» Directions for this task: It is required that all of the data be written out exactly.

------------------------------

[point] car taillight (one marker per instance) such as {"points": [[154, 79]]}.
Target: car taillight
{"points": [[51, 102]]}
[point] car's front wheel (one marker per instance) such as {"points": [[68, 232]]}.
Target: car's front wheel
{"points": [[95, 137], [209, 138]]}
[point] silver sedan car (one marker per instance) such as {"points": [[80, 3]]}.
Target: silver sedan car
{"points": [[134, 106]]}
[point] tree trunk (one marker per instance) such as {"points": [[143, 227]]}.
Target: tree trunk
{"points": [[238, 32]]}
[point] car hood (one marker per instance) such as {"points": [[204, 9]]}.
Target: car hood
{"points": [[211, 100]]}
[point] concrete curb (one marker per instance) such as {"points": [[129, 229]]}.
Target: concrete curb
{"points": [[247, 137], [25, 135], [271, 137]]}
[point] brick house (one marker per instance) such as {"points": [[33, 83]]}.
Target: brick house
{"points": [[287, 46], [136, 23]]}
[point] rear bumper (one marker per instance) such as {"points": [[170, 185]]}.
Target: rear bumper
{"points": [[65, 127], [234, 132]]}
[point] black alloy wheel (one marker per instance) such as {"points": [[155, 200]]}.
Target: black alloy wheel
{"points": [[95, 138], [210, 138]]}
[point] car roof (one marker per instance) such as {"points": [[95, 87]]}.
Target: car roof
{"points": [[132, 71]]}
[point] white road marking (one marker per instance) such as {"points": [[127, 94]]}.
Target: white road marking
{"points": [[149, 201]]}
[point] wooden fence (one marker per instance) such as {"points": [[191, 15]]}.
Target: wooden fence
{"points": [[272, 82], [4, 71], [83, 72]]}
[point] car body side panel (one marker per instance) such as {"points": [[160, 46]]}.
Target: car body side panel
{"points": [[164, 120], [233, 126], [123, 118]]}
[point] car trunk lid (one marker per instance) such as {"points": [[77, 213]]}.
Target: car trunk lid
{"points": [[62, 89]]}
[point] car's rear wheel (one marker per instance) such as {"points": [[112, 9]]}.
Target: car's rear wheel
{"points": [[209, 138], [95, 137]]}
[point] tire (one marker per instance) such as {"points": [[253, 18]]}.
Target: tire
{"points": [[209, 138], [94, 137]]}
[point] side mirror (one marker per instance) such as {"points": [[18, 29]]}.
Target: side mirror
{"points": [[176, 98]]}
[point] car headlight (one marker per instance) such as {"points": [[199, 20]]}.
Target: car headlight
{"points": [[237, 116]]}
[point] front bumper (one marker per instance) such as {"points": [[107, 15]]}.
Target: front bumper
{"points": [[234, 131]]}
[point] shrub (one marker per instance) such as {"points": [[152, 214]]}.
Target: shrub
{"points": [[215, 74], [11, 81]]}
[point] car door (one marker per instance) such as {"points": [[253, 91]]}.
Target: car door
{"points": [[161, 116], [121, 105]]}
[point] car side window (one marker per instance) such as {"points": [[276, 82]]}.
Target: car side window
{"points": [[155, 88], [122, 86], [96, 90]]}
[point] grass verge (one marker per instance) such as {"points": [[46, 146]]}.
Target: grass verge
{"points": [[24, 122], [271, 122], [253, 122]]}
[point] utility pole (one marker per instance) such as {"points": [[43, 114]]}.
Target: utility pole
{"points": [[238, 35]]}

------------------------------

» Problem solution:
[point] car taillight (one marker per instance) such as {"points": [[154, 79]]}.
Target: car taillight
{"points": [[51, 102]]}
[point] car's front wheel (one marker per instance) such as {"points": [[68, 232]]}.
Target: car's front wheel
{"points": [[95, 137], [209, 138]]}
[point] silver sedan car (one marker per instance) such as {"points": [[80, 3]]}.
Target: silver sedan car
{"points": [[134, 106]]}
[point] tree trunk (one marker per instance) such as {"points": [[143, 227]]}.
Target: tree trunk
{"points": [[238, 32]]}
[point] car hood (one marker per instance) such as {"points": [[204, 9]]}.
Target: car hood
{"points": [[211, 100]]}
[point] concrete curb (one marker per instance) such as {"points": [[129, 229]]}.
Target: concrete curb
{"points": [[247, 137], [25, 135], [271, 137]]}
[point] brick house (one marker per instance) such as {"points": [[33, 83]]}.
Target: brick house
{"points": [[287, 46], [136, 23]]}
[point] rear bumper (one marker per instance) such as {"points": [[170, 185]]}.
Target: rear bumper
{"points": [[65, 127], [234, 132]]}
[point] black alloy wheel (one marker per instance) such as {"points": [[155, 200]]}.
Target: black alloy wheel
{"points": [[95, 138], [210, 138]]}
[point] car roof (one marker per instance) such as {"points": [[95, 87]]}.
Target: car roof
{"points": [[132, 71]]}
[point] white road marking (one marker per instance) such as {"points": [[127, 94]]}.
Target: white road marking
{"points": [[149, 201]]}
[point] wooden fence (one marker per instance) such as {"points": [[191, 15]]}.
Target: wooden fence
{"points": [[272, 82], [4, 71], [83, 72]]}
[point] car body side panel (one marker per instance) such as {"points": [[160, 46]]}.
Target: car body side panel
{"points": [[164, 120], [233, 126], [123, 118]]}
[point] car trunk lid (one marker per instance) such as {"points": [[77, 213]]}.
Target: car trunk lid
{"points": [[62, 89]]}
[point] car's rear wheel (one marker per instance) such as {"points": [[112, 9]]}.
Target: car's rear wheel
{"points": [[209, 138], [95, 137]]}
[point] tire (one marker per instance) such as {"points": [[253, 18]]}.
Target: tire
{"points": [[209, 138], [94, 137]]}
[point] side mirror (one marker per instance) such as {"points": [[18, 29]]}.
Target: side mirror
{"points": [[176, 98]]}
[point] car headlight (one marker per instance) such as {"points": [[199, 20]]}.
Target: car headlight
{"points": [[237, 116]]}
[point] front bumper (one marker per instance) such as {"points": [[107, 15]]}.
Target: front bumper
{"points": [[234, 131]]}
[point] shrub (one marker per instance) such as {"points": [[152, 214]]}.
Target: shrub
{"points": [[215, 74], [11, 81]]}
[point] car door (one marker per instance) such as {"points": [[253, 91]]}.
Target: car door
{"points": [[161, 116], [121, 105]]}
[point] car side window (one marker per instance) such as {"points": [[276, 82]]}.
Target: car side window
{"points": [[155, 88], [122, 86], [96, 90]]}
[point] grass verge (one marker per instance) such as {"points": [[46, 146]]}.
Target: grass verge
{"points": [[24, 122], [271, 122], [253, 122]]}
[point] utility pole (one marker per instance) such as {"points": [[43, 114]]}.
Target: utility pole
{"points": [[238, 35]]}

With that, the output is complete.